[Natural-language object grounding data]:

_____

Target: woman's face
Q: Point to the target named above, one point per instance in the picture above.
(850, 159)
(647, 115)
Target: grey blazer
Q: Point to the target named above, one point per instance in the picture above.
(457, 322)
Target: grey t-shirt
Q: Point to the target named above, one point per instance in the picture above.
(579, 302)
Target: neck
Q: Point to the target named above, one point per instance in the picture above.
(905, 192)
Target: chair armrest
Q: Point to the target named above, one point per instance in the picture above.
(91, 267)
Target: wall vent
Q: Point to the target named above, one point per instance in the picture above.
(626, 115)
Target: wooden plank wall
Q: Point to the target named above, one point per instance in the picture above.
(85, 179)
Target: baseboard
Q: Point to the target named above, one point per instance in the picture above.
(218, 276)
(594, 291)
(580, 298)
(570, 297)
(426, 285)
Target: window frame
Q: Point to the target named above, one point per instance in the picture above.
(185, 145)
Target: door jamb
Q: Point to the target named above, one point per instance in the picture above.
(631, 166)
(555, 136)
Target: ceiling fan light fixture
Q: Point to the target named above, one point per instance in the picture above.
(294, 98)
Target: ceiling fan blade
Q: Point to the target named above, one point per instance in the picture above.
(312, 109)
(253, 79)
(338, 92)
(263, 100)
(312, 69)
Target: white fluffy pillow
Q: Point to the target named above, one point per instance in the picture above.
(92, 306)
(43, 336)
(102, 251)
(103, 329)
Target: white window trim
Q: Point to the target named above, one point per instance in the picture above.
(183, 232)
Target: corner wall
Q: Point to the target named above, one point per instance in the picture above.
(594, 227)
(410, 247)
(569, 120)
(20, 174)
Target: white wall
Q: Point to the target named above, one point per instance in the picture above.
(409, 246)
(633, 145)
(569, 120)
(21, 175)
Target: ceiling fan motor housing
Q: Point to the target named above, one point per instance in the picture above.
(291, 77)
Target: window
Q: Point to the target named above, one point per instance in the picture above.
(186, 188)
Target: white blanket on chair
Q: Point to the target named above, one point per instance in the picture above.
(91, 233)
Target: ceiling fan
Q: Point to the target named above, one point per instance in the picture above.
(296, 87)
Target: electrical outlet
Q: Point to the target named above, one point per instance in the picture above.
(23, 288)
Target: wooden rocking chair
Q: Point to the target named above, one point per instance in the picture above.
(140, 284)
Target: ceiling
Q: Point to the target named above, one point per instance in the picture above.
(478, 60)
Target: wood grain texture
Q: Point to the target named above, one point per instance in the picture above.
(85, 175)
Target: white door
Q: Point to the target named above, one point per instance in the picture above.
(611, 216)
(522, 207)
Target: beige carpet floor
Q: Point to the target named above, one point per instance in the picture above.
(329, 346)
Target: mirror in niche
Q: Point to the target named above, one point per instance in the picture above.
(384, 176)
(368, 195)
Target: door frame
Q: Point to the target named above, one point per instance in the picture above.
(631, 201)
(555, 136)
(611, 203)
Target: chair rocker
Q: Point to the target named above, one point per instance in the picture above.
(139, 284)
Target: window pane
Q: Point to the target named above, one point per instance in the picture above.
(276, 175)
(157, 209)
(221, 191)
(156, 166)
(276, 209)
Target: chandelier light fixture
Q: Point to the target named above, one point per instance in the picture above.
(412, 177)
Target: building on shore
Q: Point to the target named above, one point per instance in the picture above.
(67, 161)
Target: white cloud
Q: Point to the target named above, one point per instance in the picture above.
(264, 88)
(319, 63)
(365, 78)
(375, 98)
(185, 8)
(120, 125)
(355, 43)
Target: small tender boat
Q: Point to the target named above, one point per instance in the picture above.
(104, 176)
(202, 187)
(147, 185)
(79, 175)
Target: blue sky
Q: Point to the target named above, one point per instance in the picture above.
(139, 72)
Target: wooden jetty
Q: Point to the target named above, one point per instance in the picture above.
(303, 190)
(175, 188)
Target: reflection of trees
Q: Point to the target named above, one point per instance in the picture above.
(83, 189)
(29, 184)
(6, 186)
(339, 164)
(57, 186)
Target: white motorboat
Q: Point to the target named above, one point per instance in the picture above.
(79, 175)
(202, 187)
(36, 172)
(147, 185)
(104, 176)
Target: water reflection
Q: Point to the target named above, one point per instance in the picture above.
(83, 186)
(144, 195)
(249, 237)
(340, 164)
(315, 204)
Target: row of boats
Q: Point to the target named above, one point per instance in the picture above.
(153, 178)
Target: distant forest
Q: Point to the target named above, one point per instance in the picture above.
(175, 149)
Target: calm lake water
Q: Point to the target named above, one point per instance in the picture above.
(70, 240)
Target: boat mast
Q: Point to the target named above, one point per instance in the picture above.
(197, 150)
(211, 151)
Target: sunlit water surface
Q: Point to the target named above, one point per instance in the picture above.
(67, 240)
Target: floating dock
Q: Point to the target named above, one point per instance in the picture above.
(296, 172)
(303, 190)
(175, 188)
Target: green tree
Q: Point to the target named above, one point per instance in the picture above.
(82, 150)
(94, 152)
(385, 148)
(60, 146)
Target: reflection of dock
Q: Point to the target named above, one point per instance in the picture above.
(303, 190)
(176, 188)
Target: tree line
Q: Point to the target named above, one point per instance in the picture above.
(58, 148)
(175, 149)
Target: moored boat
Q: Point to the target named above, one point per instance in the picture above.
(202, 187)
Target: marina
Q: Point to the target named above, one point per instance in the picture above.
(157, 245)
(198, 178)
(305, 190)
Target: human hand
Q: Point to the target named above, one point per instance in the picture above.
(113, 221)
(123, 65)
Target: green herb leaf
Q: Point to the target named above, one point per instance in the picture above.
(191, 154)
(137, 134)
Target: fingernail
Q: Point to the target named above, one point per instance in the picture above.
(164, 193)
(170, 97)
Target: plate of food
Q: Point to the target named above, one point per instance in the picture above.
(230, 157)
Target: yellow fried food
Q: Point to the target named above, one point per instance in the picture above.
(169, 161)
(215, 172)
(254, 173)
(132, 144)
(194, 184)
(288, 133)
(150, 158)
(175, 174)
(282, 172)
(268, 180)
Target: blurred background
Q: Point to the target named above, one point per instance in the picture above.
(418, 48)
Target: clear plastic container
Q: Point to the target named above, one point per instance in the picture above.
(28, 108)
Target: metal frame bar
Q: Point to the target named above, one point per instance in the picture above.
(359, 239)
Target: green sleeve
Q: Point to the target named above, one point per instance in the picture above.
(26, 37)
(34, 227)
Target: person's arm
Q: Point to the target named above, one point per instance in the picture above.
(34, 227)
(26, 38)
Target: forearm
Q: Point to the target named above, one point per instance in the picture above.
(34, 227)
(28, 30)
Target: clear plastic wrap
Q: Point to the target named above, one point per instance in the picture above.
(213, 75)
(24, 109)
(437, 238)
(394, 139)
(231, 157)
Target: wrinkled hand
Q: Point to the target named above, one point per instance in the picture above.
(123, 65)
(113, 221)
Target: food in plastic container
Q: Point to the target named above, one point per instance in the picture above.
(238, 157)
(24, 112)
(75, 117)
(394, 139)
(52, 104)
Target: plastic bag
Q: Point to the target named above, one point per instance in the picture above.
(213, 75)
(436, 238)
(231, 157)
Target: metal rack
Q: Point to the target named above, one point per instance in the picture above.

_____

[Problem description]: Reproduce exactly, and only, the lines from the start of the entries through the one that contains "Target: white fluffy pillow".

[Answer section]:
Target: woman's face
Q: Point to the target named above, one point per instance in the picture above.
(850, 159)
(647, 115)
Target: grey blazer
Q: Point to the target named above, one point per instance in the picture above.
(457, 322)
Target: grey t-shirt
Q: Point to the target named above, one point per instance in the picture above.
(579, 302)
Target: neck
Q: Point to the target named above, one point per instance in the picture above.
(905, 192)
Target: chair armrest
Q: Point to the target named above, one point per instance in the picture above.
(91, 267)
Target: wall vent
Q: Point to the target named above, one point per instance in the picture above.
(626, 115)
Target: wooden plank wall
Q: Point to the target named above, one point per instance in the picture above.
(85, 179)
Target: baseboard
Q: Point to the target named above, one point per instance in the picture above.
(218, 276)
(594, 291)
(580, 298)
(570, 297)
(426, 285)
Target: window frame
Q: Point to the target named above, one point per instance in the picture above.
(185, 145)
Target: door jamb
Q: Point to the target named above, one point per instance in the picture above.
(631, 166)
(555, 136)
Target: ceiling fan light fixture
Q: Point to the target named above, one point per instance in the picture above.
(294, 98)
Target: ceiling fan blade
Q: Point to the target named above, one point per instance in the picture above.
(312, 109)
(253, 79)
(338, 92)
(263, 100)
(312, 69)
Target: white fluffy pillow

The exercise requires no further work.